-- begin --

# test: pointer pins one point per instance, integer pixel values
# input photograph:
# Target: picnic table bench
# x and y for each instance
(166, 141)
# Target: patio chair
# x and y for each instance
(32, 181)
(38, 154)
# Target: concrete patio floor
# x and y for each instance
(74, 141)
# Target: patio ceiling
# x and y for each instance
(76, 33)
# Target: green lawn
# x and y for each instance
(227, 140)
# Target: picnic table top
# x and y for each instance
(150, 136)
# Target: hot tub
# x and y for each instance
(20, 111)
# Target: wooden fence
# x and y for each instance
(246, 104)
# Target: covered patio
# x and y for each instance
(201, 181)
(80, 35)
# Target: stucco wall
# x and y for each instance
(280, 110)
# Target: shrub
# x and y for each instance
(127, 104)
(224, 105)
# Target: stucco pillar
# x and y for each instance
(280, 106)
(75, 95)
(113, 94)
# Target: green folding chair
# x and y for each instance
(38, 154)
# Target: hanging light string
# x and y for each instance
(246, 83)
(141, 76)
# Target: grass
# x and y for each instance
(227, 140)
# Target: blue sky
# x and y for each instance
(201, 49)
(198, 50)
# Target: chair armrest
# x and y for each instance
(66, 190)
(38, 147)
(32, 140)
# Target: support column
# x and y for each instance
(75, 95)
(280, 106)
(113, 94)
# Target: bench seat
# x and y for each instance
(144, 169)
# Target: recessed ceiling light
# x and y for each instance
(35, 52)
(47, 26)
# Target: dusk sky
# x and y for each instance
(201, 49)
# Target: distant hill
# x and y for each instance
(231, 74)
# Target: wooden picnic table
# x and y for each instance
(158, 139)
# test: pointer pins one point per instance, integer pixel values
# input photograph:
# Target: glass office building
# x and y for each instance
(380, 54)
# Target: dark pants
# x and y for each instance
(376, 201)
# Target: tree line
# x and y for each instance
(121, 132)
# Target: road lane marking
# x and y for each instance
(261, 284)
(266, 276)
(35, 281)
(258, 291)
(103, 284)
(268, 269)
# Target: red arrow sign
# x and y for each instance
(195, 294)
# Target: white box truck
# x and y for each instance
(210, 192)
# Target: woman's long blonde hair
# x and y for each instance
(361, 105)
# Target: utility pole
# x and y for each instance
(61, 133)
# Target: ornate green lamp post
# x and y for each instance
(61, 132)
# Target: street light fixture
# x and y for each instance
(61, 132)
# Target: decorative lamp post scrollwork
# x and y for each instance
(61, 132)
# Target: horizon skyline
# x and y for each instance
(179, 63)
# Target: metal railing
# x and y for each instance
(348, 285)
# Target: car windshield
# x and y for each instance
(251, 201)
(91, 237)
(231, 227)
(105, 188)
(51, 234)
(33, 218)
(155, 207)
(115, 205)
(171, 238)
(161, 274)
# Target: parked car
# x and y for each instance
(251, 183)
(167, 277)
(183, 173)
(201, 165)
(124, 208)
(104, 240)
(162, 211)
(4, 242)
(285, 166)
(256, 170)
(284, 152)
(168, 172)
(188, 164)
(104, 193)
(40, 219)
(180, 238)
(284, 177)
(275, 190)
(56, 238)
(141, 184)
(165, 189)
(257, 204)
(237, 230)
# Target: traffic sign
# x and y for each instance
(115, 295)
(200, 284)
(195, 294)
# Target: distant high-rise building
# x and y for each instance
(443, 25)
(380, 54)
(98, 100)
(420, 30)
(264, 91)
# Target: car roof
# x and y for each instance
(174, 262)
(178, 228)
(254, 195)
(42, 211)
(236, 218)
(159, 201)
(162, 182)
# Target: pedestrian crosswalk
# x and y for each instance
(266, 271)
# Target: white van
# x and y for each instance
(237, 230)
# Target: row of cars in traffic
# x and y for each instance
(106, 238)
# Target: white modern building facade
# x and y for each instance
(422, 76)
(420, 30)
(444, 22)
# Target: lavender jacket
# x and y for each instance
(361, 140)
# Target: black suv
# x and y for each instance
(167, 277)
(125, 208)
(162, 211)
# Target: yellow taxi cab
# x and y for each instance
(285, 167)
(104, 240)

-- end --

AIM OF THE EXERCISE
Print the line containing "# Target: car windshield" and every line after it to the end of the records above, exactly as written, and nothing else.

RESULT OF THE TASK
# Target: car windshield
# x and y for each instance
(251, 201)
(91, 237)
(231, 227)
(105, 188)
(51, 234)
(33, 218)
(155, 207)
(115, 205)
(171, 238)
(161, 274)
# Target: parked car
# x and y for each instance
(251, 183)
(167, 277)
(183, 173)
(201, 165)
(124, 208)
(104, 240)
(162, 211)
(4, 242)
(285, 166)
(256, 170)
(284, 152)
(168, 172)
(188, 164)
(104, 193)
(40, 219)
(180, 238)
(284, 177)
(275, 190)
(56, 238)
(141, 184)
(165, 189)
(257, 204)
(237, 230)
# Target: traffic sign
# x and y for each instance
(115, 295)
(200, 284)
(195, 294)
# Target: distant high-rise building
# x and y for each instance
(443, 25)
(380, 54)
(98, 100)
(420, 30)
(264, 91)
# Target: car roof
# x and y for each instance
(174, 262)
(178, 228)
(254, 195)
(42, 211)
(236, 218)
(159, 201)
(162, 182)
# Target: pedestrian crosswalk
# x and y for each instance
(266, 271)
# Target: white van
# x and y for each instance
(237, 230)
# Target: row of cars in traffic
# x and y for each instance
(106, 238)
# Target: white modern building facade
# x and y for each instance
(422, 76)
(420, 30)
(444, 22)
# Target: lavender jacket
# x and y for each instance
(361, 140)
# Target: black suv
# x and y for each instance
(167, 277)
(125, 208)
(162, 211)
# Target: yellow taxi cab
# x and y for each instance
(285, 167)
(104, 240)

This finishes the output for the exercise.